-- begin Extract to read --
Re: huge CPU load after UEK upgrade
From: Tanel Poder <tanel_at_tanelpoder.com>
Date: Wed, 18 Aug 2021 03:47:55 -0400
Message-ID: <CAMHX9JKAMjOaW3LO-3eY2EQaG8kzj8aOGnZZwb5+k=fHycwZhg_at_mail.gmail.com>
Date: Wed, 18 Aug 2021 03:47:55 -0400
Message-ID: <CAMHX9JKAMjOaW3LO-3eY2EQaG8kzj8aOGnZZwb5+k=fHycwZhg_at_mail.gmail.com>
Sorry, been swamped and haven't had time to lurk around oracle-l threads :-)
-- Tanel Poder https://tanelpoder.com/events On Fri, Aug 13, 2021 at 9:54 AM Laurentiu Oprea <laurentiu.oprea06_at_gmail.com> wrote:Received on Wed Aug 18 2021 - 09:47:55 CEST
> quite suspicious is that running :
> perf record -F 99 -g a sleep 30
> and looking in FG looks like the word "idle" is a big chunk of it.
>
> În vin., 13 aug. 2021 la 11:25, Laurentiu Oprea <
> laurentiu.oprea06_at_gmail.com> a scris:
>
>> Thanks a lot for all the answers. Taking in order of what I tried:
>>
>> -> booting with acpi=off will apparently make the system see just 1 cpu
>> core / booting with acpi=ht I`ll not have the single cpu issue but my
>> load/slowness issue remains there -> not sure what I can explore more on
>> this subject
>>
>> -> On this particular rac cluster I have around 32 databases, I observed
>> that starting just 8 instances on the upgrade node will not generate a
>> significant CPU load, starting 12 or more will make the situation far worse
>> (the other 2 nodes with UEK3 are running perfectly well with all instances
>> up) . So I started just 8 instances and I wrote a test query (simple select
>> with group by, all significant ash time being spent on CPU) that executed
>> on the upgraded node will run in 68 seconds while on non-upgraded node will
>> run in 38. I sampled with psn the spid of the session while running the
>> statement and also I sampled with perf and generated a flamegraph.
>>
>> From FG I might conclude that all the calls are identical from a
>> distribution perspective is just that each call takes longer time .
>> From PSN Looks like the majority of samples are on CPU with no kstack (-)
>> or retin_carefull(), is just that on nodes running UEK3 is running faster
>> so less samples are collected.
-- end Extract to read --
Stated task 1: In the thread about CPU load after the UEK upgrade, how long does the test query take on the upgraded node compared with a non-upgraded node?
Stated task 2: Write the next few lines of the thread about CPU load after the UEK upgrade, picking up right after its final sentence.
-- begin Provided records --
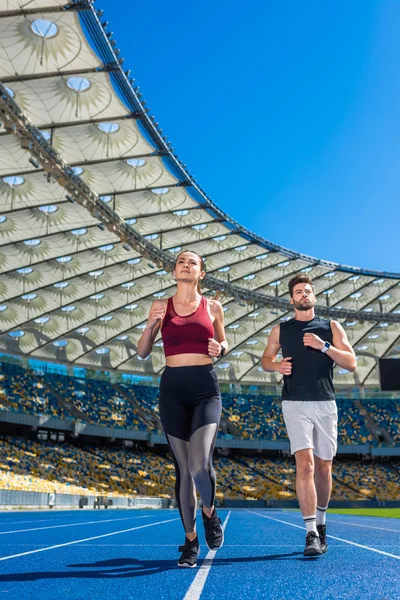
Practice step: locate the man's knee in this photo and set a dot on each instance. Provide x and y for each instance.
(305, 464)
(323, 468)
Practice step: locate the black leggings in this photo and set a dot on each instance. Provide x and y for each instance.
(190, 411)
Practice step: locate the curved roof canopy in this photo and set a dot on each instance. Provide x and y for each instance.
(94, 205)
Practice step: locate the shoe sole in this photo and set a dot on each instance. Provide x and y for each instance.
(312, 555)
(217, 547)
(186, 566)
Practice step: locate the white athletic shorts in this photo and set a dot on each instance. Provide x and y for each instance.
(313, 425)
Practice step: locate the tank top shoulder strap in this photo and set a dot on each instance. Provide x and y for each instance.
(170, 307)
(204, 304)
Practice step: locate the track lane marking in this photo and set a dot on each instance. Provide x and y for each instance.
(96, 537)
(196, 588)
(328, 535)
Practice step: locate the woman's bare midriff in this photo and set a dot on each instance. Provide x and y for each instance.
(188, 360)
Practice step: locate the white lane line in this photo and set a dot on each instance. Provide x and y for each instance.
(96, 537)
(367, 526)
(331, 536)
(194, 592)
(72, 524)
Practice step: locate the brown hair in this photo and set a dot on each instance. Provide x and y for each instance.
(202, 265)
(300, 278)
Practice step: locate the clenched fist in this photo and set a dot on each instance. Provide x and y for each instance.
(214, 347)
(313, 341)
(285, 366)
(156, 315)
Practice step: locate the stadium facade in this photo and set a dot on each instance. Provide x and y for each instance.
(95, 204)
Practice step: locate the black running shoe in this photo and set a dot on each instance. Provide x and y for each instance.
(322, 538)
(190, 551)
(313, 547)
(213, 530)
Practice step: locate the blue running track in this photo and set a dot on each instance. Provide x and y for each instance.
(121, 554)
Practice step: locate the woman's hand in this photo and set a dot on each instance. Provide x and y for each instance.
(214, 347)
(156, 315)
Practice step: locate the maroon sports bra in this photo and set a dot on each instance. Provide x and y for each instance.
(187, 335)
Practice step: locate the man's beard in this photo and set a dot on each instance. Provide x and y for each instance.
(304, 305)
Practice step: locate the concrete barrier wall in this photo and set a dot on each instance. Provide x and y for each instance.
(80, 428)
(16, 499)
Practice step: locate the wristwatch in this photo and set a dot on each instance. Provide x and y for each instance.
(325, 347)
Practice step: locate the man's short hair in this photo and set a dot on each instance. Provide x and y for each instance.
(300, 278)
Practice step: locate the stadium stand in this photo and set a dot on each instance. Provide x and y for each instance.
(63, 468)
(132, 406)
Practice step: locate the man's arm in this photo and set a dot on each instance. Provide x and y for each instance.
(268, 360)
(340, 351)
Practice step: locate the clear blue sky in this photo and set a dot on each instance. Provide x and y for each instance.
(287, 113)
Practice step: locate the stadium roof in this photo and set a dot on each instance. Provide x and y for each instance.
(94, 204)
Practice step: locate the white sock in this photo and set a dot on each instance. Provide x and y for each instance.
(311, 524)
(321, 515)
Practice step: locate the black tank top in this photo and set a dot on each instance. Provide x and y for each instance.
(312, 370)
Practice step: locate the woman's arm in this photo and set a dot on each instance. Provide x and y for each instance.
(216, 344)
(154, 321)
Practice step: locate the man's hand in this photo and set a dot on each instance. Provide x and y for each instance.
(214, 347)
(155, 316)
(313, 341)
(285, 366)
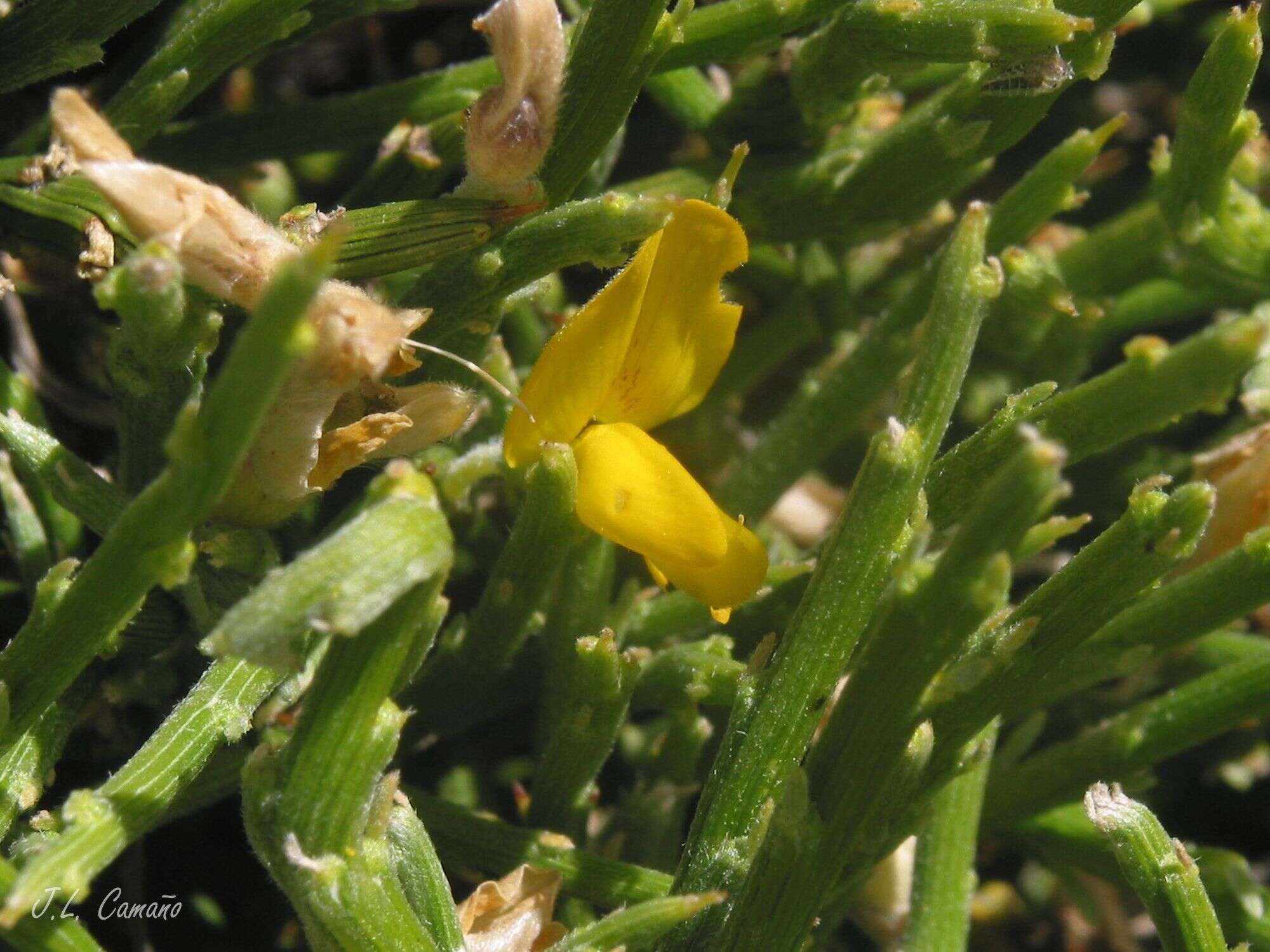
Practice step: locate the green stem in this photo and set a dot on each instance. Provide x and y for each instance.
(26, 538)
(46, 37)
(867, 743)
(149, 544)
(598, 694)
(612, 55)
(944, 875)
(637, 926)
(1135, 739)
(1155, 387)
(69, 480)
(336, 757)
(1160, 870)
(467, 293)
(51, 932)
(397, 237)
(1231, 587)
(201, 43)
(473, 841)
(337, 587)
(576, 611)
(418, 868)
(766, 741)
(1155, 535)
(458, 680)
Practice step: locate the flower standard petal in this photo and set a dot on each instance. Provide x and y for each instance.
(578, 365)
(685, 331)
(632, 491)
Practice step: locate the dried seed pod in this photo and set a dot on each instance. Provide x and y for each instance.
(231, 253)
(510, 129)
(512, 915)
-- end Provided records --
Task response 1: It runs in 68 seconds on the upgraded node and in 38 seconds on a non-upgraded node.

Task response 2:
>>
>> I`m starting to think that there is actually a general slowness running
>> UEK4 compared with UEK3 (and maybe seeing those kworker process is just a
>> side effect) While the system is slow the kstack for kworkers is just:
>> ret_from_fork() ->kthread -> worker_thread() )
>>
>> Basically I`m out of ideas, so any suggestions are very welcomed :)
>>
>> Thank you.
>>
>>
>>
>>
>> În joi, 12 aug. 2021 la 20:29, Tanel Poder <tanel_at_tanelpoder.com> a
>> scris:
>>
>>> Oh, UEK 4 is Linux kernel 4.1.x, I don't recall if that bug/problem
>>> exists there, but you can still use the techniques from my blog entry to
>>> drill down deeper. One of the main questions is - is your Linux system load
>>> high due to on-CPU threads or threads in D state. perf record -g would help
>>> you drill down more into the CPU usage and from the full stack traces you'd
>>> see which kernel functions are trying to get that spinlock you already saw
>>> contention on, but if it's mostly D state sleeping threads, then
>>> /proc/PID/stack or psnapper would tell you more.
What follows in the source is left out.